» **WORK ORDER A**
In the CBT post, which event from the timeline did the writer choose to talk about first?
» **WORK ORDER B**
From the CBT post, extract the passage starting with "It turns out" and going on through "a few sessions.".

» **TEXT FOR ANALYSIS**
^^^^^^^^^^^^^^^^

CBT – Cognitive Bahavioural Therapy

Over the past few months I have been having cognitive behavioural therapy, or CBT. This is to help me with my symptoms of post traumatic stress disorder (PTSD). There has been a lot of talk about mental health in the news recently so I thought I would just go through what CBT actually is for anybody who is considering it.

Originally I spoke to my GP who suggested I get in touch with IAPT. They assessed how I had been feeling and suggested that I try CBT. I was a bit unsure about this at first. I always thought CBT was for challenging behaviours like smoking, over eating and phobias. I just thought I needed to talk to a professional and get some advice, not change how I was behaving. That’s not to say that I can’t talk to my family and friends because I can, and I do. It’s just they don’t have the professional knowledge that I feel I need at this time. So I was a bit unsure about CBT but as it was what they suggested I thought I should give it a go. They know more about these things than I do.

It turns out that I was kind of right about CBT but it’s not always specific to certain fears and behaviours. It’s about facing your fears, feeling those feelings and challenging them. Before we even got to the nitty gritty there was a lot of planning involved. We talked through the basics of what had happened and created a timeline. My PTSD isn’t necessarily caused by just one event, a number of major events happened over several years. So the planning took quite a while. My sessions are an hour long, once a week when possible and the planning took quite a few sessions.

When the planning is finished we put off talking about the trauma for a few weeks because of anxieties I have been facing recently and me going on holiday. Instead we talked about the things that had been getting to me at the moment and trying to find better ways to deal with those situations.

Three weeks ago, after my holiday and when things were feeling a little more settled we started to talk about the real issues. I was asked to pick the event from the timeline that has caused me most anxiety and trauma. So I picked losing my sight which then lead to depression and a long time in hospital. In the first session of this kind I talked about how my sight got worse. The therapist kept asking me questions as I was telling the story so that we covered as much detail as possible. Things like smells, noises, feelings, what people looked like. As much detail as possible. I was told to talk in the first person present as if that story is happening to me now. For example “I am sat in a chair and the doctor is looking at me” Doing it that way really got me feeling the story and taking myself back there to that difficult time. It is hard and it’s upsetting, but it’s important to remember that you’re safe. And that it is all being done for a good reason. But if you don’t let those horrible feelings be there then the therapy may not work.

^^^^^^^^^^^^^^^^

(Stored data items)
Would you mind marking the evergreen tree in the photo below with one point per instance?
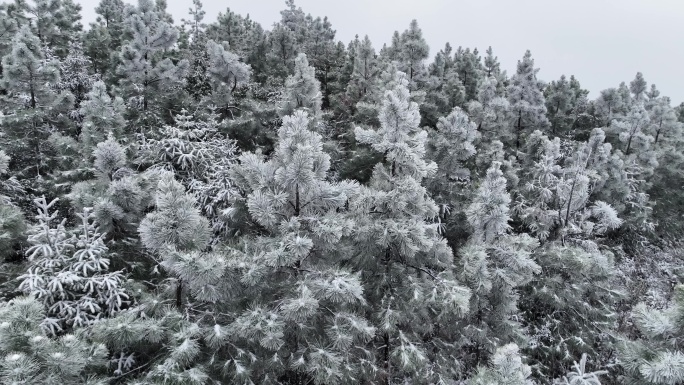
(102, 115)
(526, 100)
(495, 264)
(147, 75)
(638, 87)
(469, 70)
(69, 273)
(29, 356)
(506, 368)
(656, 357)
(410, 258)
(364, 73)
(302, 90)
(225, 72)
(28, 77)
(413, 52)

^^^^^^^^^^^^^^^^

» **FINAL ANSWER A**
Losing their sight, which then led to depression and a long time in hospital.

» **FINAL ANSWER B**
It turns out that I was kind of right about CBT but it’s not always specific to certain fears and behaviours. It’s about facing your fears, feeling those feelings and challenging them. Before we even got to the nitty gritty there was a lot of planning involved. We talked through the basics of what had happened and created a timeline. My PTSD isn’t necessarily caused by just one event, a number of major events happened over several years. So the planning took quite a while. My sessions are an hour long, once a week when possible and the planning took quite a few sessions.